Text

## begin

SUMMARY RECORD OF THE TWENTY-SECOND MEETING
CP.3/SR22 - II/28
Held at Hotel Verdun, Annecy
on Wednesday, 8 June 1949, at 3.15 p.m.
CHAIRMAN: Hon. L.D. WILGRESS (Canada)
l.Report on the negotiations affecting Schedule III between Brazil and United Kingdom and United States of America. [NOT REPRODUCED BELOW]
2.Report of Working Party 2 on date of decision on proposal of the Government of Ceylon. [NOT REPRODUCED BELOW]
3.Request of the Government of Czechoslovakia for a decision under Article XXIII.
Request of the Government of Czechoslovakia for a decision under Article XXIII as to whether or not the Government of the UnitedStates of America has failed to carry out its obligations under the Agreement through its administration of the issue of export licences. (cf. GATT/CP.3/23 and GATT/CP.3/38 and GATT/CP.3/39)
Mr. AUGENTHALER (Czechoslovakia) read a reply (GATT/CP.3/39) to the speech by the representative of the United States (GATT/CP.3/38), and in addition called attention to the possible effects on international trade if an unfavourable decision were given to the Czechoslovakian application. He said it was not only exports that might be unduly controlled on the pretext of national security; on the ground that security could be undermined by dependence on foreign supplies, a country might similarly restrict its imports, either discriminatorily or otherwise, by invoking the security clause of the Agreement. This would encourage the tendency towards autarky which the Agreement professed to eliminate.

## end

Given exercise 1
Count the lines of the records below that contain the string "bowl", treating case as significant. Give only the number.

Dataset excerpt
## begin

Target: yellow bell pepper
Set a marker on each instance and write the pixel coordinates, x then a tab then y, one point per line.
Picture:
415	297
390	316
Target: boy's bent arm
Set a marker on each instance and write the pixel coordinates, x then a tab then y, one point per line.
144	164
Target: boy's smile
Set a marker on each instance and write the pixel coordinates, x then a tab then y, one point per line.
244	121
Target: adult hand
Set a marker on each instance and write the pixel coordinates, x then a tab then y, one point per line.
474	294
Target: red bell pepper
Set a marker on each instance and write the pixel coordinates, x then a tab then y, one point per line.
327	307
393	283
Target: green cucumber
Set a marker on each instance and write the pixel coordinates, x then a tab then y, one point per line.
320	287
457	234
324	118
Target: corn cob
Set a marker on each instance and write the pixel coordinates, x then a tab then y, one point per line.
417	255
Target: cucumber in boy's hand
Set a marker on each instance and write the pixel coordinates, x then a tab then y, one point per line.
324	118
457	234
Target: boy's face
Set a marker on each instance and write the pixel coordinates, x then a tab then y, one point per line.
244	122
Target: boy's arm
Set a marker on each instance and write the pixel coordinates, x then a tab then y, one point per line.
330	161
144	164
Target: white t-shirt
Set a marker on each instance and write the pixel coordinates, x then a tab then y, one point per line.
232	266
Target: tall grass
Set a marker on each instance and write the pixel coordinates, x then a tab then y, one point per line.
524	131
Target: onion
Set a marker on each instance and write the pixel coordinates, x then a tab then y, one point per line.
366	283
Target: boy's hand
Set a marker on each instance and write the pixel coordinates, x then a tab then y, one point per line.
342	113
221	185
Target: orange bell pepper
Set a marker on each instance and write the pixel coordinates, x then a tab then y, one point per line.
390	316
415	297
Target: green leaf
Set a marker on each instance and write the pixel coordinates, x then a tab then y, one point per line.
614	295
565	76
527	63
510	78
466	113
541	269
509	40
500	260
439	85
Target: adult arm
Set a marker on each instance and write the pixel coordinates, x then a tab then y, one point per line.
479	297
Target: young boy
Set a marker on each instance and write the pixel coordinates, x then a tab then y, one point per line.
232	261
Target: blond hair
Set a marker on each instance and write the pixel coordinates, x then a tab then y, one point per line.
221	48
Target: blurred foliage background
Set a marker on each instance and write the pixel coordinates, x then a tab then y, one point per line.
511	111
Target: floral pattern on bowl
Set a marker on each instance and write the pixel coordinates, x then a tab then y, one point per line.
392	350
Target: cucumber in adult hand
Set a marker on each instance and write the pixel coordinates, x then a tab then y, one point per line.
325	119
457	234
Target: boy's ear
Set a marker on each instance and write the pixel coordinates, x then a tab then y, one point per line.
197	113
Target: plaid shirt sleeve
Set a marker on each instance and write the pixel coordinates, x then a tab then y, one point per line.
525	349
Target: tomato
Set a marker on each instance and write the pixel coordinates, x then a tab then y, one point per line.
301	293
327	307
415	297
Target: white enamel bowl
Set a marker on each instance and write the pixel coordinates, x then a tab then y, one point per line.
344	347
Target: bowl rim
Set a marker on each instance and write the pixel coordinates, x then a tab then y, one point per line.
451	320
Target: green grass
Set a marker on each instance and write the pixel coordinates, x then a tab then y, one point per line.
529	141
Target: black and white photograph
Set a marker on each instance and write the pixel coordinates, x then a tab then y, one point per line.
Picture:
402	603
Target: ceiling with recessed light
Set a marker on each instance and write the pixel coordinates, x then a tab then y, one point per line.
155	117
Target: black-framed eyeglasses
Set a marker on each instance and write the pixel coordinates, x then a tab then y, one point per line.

## end

Given exercise 2
Continue the summary of the Annecy meeting on Czechoslovakia's Article XXIII complaint, starting right after its final sentence.

Written reply 1
3

Written reply 2
Mr. EVANS (United States of America), referring to the last section of the 4th paragraph of Mr.Augenthaler's reply, said that if at any time it were thought that a decision had been based on false premises, the interested party could have recourse to the appeal board which was instituted for that purpose. In reply to the question asked by Mr. Augenthaler as to whether the regulations requiring export licences for the export of goods to certain countries but not to others, did not contravene the provisions of Article I, Mr. Evans remarked that the provisions of Article I would not require uniformity of formalities, as applied to different countries, in respect of restrictions imposed for security reasons. In conclusion he said that since no new facts had been presented by the Czechoslovakian representative beyond what had already been given in the original statement, he would repeat his proposal that the CONTRACTING PARTIES dismiss the request on the ground that the charge was not supported by facts.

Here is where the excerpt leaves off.